# Extracted records:
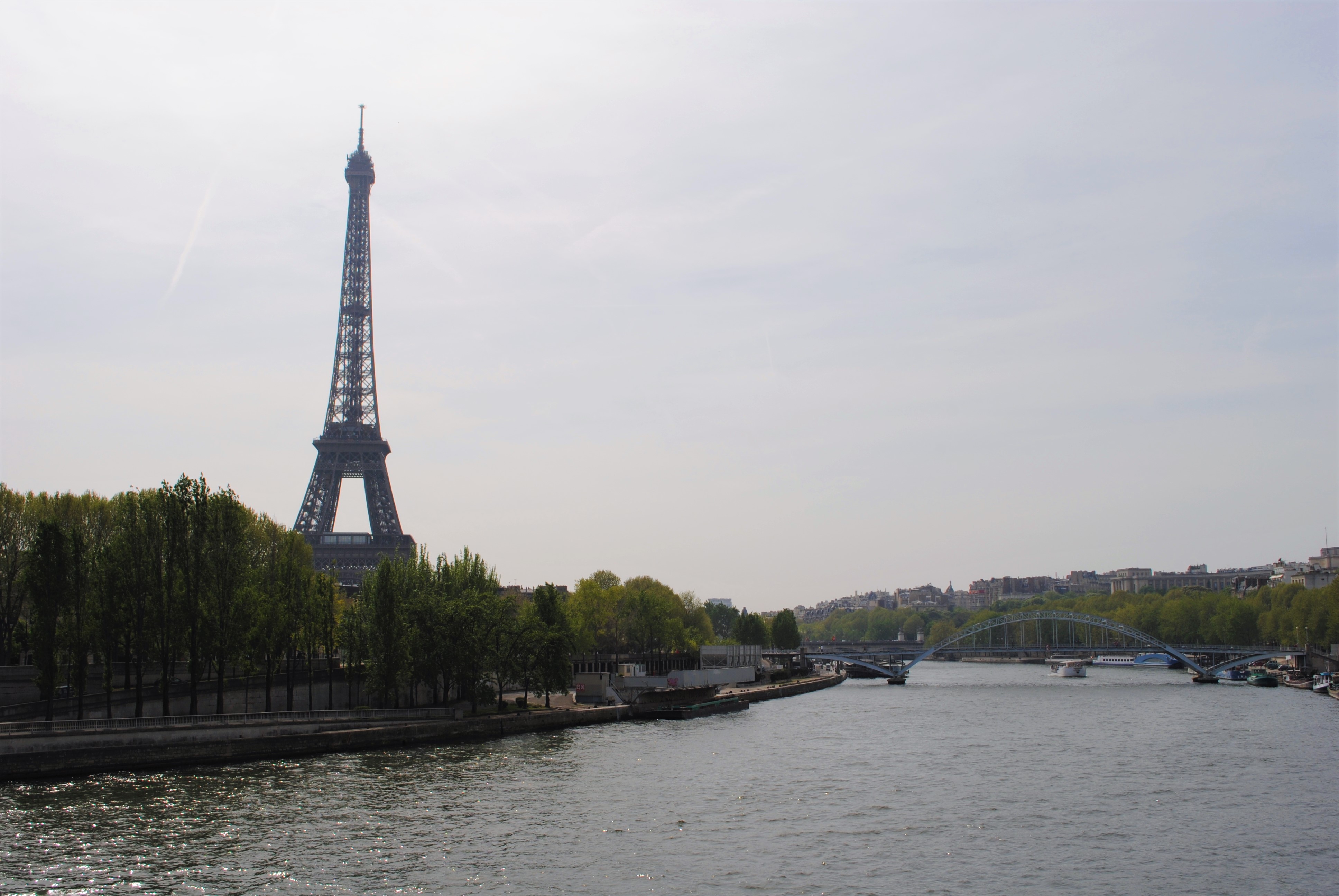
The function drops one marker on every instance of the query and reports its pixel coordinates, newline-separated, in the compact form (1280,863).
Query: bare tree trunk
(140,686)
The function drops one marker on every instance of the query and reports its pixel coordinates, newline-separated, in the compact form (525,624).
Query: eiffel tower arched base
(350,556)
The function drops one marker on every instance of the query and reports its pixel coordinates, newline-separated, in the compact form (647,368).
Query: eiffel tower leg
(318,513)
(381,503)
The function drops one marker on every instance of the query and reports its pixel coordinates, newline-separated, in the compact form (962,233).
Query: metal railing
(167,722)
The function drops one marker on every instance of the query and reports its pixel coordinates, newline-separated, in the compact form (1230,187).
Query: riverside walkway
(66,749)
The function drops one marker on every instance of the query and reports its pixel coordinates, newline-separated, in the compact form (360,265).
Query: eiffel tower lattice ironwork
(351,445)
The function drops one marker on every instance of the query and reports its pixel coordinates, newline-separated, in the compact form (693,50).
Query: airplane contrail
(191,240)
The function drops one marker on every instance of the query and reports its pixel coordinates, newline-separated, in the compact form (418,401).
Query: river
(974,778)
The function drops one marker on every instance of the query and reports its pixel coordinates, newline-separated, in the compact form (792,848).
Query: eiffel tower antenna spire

# The task:
The records above need to be restated word for word, with the pictures left out.

# Written response:
The function drops one marker on every instance of the query and reports its pixel coordinates, newline-separated, in the compact form (1280,863).
Query: bare tree trunk
(140,686)
The function drops one marker on every instance of the query and reports its pixel coordinates, newline-separated, in the compact form (525,624).
Query: eiffel tower arched base
(350,556)
The function drops one marker on every instance of the query and reports its pixel coordinates, newline-separated, in the compact form (647,368).
Query: eiffel tower leg
(318,513)
(381,503)
The function drops one marker on every instance of the query and reports its pixel coordinates, newline-separated, in the compact form (962,233).
Query: metal railing
(167,722)
The function drops one marker on every instance of the query and reports its pixel coordinates, newline-separated, in the compact form (1230,187).
Query: riverside walkway
(66,749)
The function drops one marker on every instance of the query and reports its pixel coordinates, newline-separated, in the compact form (360,265).
Query: eiffel tower lattice ironwork
(351,445)
The function drops one marker on every instance of the query and reports its pixel coordinates, newline-separated, in the compact form (693,50).
Query: airplane contrail
(191,240)
The function drops one marker on every instance of the query and reports its pixel coordinates, newline-separated, in the compact form (418,401).
Query: river
(974,778)
The function drops one marker on every instance of the query and reports its pixel coordinates, newline-separated, in the compact form (792,848).
Query: eiffel tower antenna spire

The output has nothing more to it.